# [Problema breve 1]
Según el texto sobre la paz en América Latina, ¿desde qué año no hay guerras entre estados en la región?
# [Problema breve 2]
Continúe el texto sobre la paz en América Latina a partir de su última oración.

# [Fragmento del texto]

-.-.-

Considerar
a América Latina y el Caribe como una Zona de Paz, como ha sido consignado en
la II Cumbre de la CELAC en La Habana, es un alto principio a defender, pero
sobre todo, un gran objetivo a lograr.
Javier
Tolcachier / ALAI
Si se considera a la paz como una situación de
no beligerancia abierta entre estados, puede afirmarse efectivamente que no hay
guerras en la región desde 1995, en ocasión del conflicto fronterizo que
desembocó en la Guerra del Cenepa entre Ecuador y Perú.
Como resulta obvio, esta visión escolar de
guerra interestatal es por completo parcial, anticuada e inadecuada. Las
estadísticas[1] mundiales
indican que la mayoría de conflictos armados en curso involucran actores no
estatales o violencia unilateral – ya sea por parte del Estado o con la
participación de un alto número de factores irregulares, habitualmente en
complicidad con instancias locales y extranjeras.
Las guerras actuales en América Latina y el
Caribe
Los principales conflictos armados en la
región se desarrollan en México, Colombia y Brasil, aunque la vulneración del
derecho humano a la integridad física se verifica en casi todo el territorio
con muy altos índices de violencia homicida en Centroamérica y Venezuela.
Si bien en apariencia intraestatales, estos
conflictos violentos conectan con fenómenos transnacionales, alcanzando niveles
intolerables debido a la respuesta militarizada y a la colusión entre
instituciones del Estado (gobiernos, policía, judiciario) y redes delictuales.
Colombia exhibe además la particularidad de
encontrarse ante la posibilidad de cesar una guerra de cinco décadas entre el
Estado y formaciones guerrilleras, que no ha sido otra cosa que la
institucionalización de uno de los motivos centrales que originaron dicho
alzamiento: la elevadísima concentración latifundista. Dicha concentración
propietaria de la tierra no ha sufrido modificaciones y es causante de otra
arista mortal de la misma guerra, la formación de milicias privadas y grupos
paramilitares para reprimir y expulsar campesinos de sus
territorios. Esta modalidad feudal se extiende también a Brasil,
Paraguay y otros puntos.

-.-.-

# [Sección de datos]

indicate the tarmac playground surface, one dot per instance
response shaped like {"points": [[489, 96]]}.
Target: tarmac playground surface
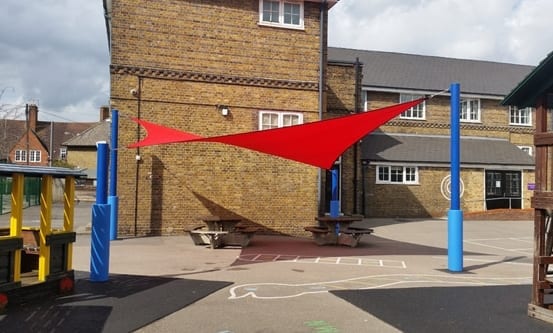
{"points": [[396, 280]]}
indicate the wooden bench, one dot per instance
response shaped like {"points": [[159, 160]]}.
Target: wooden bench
{"points": [[350, 236], [241, 236], [204, 237], [322, 236]]}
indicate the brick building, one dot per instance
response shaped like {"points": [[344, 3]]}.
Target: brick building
{"points": [[211, 68], [34, 142], [222, 67], [405, 164]]}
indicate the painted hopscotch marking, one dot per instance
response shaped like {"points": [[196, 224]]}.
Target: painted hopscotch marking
{"points": [[524, 245], [286, 290], [352, 261]]}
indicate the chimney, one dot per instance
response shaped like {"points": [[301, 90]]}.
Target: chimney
{"points": [[32, 117], [104, 113]]}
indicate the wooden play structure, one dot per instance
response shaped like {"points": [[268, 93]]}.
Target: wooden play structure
{"points": [[536, 91], [36, 261]]}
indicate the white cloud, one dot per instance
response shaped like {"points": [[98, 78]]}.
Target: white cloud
{"points": [[516, 31]]}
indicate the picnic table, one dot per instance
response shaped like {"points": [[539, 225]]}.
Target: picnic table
{"points": [[221, 231], [337, 231]]}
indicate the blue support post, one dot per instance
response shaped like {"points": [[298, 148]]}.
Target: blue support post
{"points": [[99, 247], [113, 199], [334, 201], [455, 214]]}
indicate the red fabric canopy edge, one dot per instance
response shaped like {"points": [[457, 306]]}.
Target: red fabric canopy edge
{"points": [[317, 143]]}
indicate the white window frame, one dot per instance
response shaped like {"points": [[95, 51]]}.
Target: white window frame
{"points": [[35, 156], [517, 114], [281, 14], [21, 155], [63, 153], [527, 149], [467, 112], [417, 112], [280, 118], [385, 174]]}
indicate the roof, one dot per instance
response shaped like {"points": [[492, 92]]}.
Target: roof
{"points": [[411, 148], [57, 172], [98, 132], [533, 86], [433, 74], [53, 134], [329, 3]]}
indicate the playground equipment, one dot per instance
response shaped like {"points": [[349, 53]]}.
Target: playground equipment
{"points": [[35, 261]]}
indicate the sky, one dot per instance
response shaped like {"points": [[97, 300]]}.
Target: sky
{"points": [[54, 53]]}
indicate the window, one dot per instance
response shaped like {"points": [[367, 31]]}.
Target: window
{"points": [[63, 153], [21, 156], [470, 110], [272, 119], [386, 174], [526, 149], [281, 13], [417, 111], [34, 156], [519, 116]]}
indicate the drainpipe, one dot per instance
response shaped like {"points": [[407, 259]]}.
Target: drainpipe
{"points": [[138, 157], [107, 18]]}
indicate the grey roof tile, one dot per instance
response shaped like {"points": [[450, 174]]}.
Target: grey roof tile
{"points": [[99, 132], [433, 74], [408, 148]]}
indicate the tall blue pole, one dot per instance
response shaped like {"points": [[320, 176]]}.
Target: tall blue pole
{"points": [[113, 199], [99, 246], [455, 214]]}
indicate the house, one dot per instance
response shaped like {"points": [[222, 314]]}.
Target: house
{"points": [[212, 68], [405, 164], [535, 91], [34, 142]]}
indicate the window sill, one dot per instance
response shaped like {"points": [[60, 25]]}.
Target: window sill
{"points": [[282, 26]]}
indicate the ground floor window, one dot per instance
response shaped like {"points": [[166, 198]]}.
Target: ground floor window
{"points": [[503, 189], [397, 174]]}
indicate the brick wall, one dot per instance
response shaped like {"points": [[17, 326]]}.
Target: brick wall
{"points": [[426, 199], [185, 58], [343, 98]]}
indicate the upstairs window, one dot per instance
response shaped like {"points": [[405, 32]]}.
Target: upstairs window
{"points": [[526, 149], [470, 110], [397, 174], [63, 153], [281, 13], [417, 112], [519, 116], [21, 156], [272, 119], [34, 156]]}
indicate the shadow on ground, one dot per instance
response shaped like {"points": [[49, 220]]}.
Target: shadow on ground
{"points": [[450, 309], [124, 303], [265, 248]]}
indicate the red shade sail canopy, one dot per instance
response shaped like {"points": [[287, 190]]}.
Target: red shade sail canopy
{"points": [[318, 143]]}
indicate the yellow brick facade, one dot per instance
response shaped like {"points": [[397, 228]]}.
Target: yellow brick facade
{"points": [[426, 199], [184, 59]]}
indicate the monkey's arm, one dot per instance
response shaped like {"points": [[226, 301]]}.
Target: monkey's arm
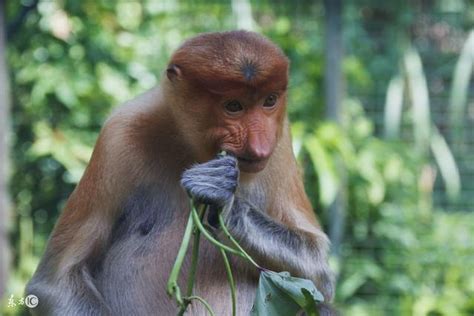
{"points": [[300, 249], [281, 247]]}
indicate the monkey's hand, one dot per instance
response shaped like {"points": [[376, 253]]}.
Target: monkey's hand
{"points": [[213, 182]]}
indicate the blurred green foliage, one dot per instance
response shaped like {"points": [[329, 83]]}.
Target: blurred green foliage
{"points": [[72, 61]]}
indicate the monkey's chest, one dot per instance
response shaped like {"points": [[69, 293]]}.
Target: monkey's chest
{"points": [[144, 244]]}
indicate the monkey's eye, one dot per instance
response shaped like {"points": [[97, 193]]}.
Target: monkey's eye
{"points": [[233, 107], [270, 101]]}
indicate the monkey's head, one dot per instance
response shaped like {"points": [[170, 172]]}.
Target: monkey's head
{"points": [[230, 94]]}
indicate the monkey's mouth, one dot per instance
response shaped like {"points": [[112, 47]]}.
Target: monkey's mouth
{"points": [[251, 165]]}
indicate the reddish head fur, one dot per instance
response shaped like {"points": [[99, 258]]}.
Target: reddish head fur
{"points": [[218, 68], [225, 61]]}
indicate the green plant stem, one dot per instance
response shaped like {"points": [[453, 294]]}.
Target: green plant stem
{"points": [[203, 301], [172, 286], [243, 253], [211, 238], [231, 281], [197, 235], [192, 271]]}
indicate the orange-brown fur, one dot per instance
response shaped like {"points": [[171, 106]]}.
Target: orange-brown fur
{"points": [[149, 141]]}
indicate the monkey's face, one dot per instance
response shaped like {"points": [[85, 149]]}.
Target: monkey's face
{"points": [[248, 126], [232, 94]]}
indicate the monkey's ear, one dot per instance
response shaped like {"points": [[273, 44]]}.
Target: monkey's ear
{"points": [[173, 72]]}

-.-.-

# [Resultado esperado 1]
Desde 1995, año de la Guerra del Cenepa entre Ecuador y Perú.

# [Resultado esperado 2]
La expansión del agronegocio, la minería legal
o ilegal y la construcción de megaproyectos de infraestructura motivan el
asesinato selectivo y la amenaza, constituyendo una forma de guerra contra
líderes sociales, defensores del medio ambiente y poblaciones locales.
A estas situaciones bélicas se agregan la
militarización de áreas indígenas, justificadas con leyes antiterroristas –como
por ejemplo en el territorio mapuche– y el asedio constante a gran parte de los
asentamientos periurbanos en toda la región, cuyo exponente lamentablemente
destacado son las favelas en Río de Janeiro.
Otro componente de violencia física
sistemática es el feminicidio, cuya tasa en América Latina y el Caribe es la
más alta en el mundo, según Naciones Unidas. Acorde a un
relevamiento de la CEPAL (2016), un promedio de doce mujeres son asesinadas
diariamente, registrándose la mayor proporción en países como Honduras, El
Salvador, República Dominicana y Guatemala, aunque también con un número
elevado de casos en Argentina, Brasil, Venezuela, Colombia y Perú.
Pero no puede reducirse el escenario de la
guerra en América Latina tan sólo a la violencia física. Hay guerras
económicas como las que EEUU practica contra Cuba y Venezuela, guerras sociales
de las corporaciones y oligarquías que dejan a las mayorías populares en la
miseria y la segregación, guerras judiciales y mediáticas para proscribir
referentes y organizaciones políticas progresistas y de izquierda, guerras de
apropiación de recursos naturales que dejan tras de sí una enorme destrucción
medioambiental.
Acaso una de las pocas victorias de la paz en
la región haya sido el destierro efectivo del armamento nuclear, vigente desde
la entrada en vigor del Pacto de Tlatelolco.
En definitiva, considerar a América Latina y
el Caribe como una Zona de Paz, como ha sido consignado en la II Cumbre de la
CELAC en La Habana, es un alto principio a defender, pero sobre todo, un gran
objetivo a lograr.
Alimento de guerra
¿Puede empeorar la
situación? Sí. Hay una multiplicidad de factores que son
habituales acompañantes –incluso generadores– del desastre bélico. Bien vale
verificar su presencia o ausencia.
Fractura geopolítica: en los momentos de inestabilidad mundial
en que se producen declives de potencias hegemónicas con el concomitante
ascenso de otras, suelen producirse conflictos armados. El tablero
mundial de predominio occidental con eje en EEUU y Europa, está siendo
velozmente desequilibrado por fuerzas emergentes y alianzas, entre las que
predominan China, Rusia o India, por sólo citar los principales emergentes.
En esta reconfiguración planetaria la unidad
latinoamericano caribeña se constituiría en un bloque con poder propio,
desarticulando una de las principales áreas de influencia de la potencia en
declive. Por ello la integración regional es objetivo de destrucción
para el eje occidental en decadencia. A ello se suma la crecida
influencia de China en la región, en términos comerciales, de inversión y de
proyectos de infraestructura estratégicos, lo cual amenaza desplazar la
centenaria dominancia estadounidense y europea sobre la región.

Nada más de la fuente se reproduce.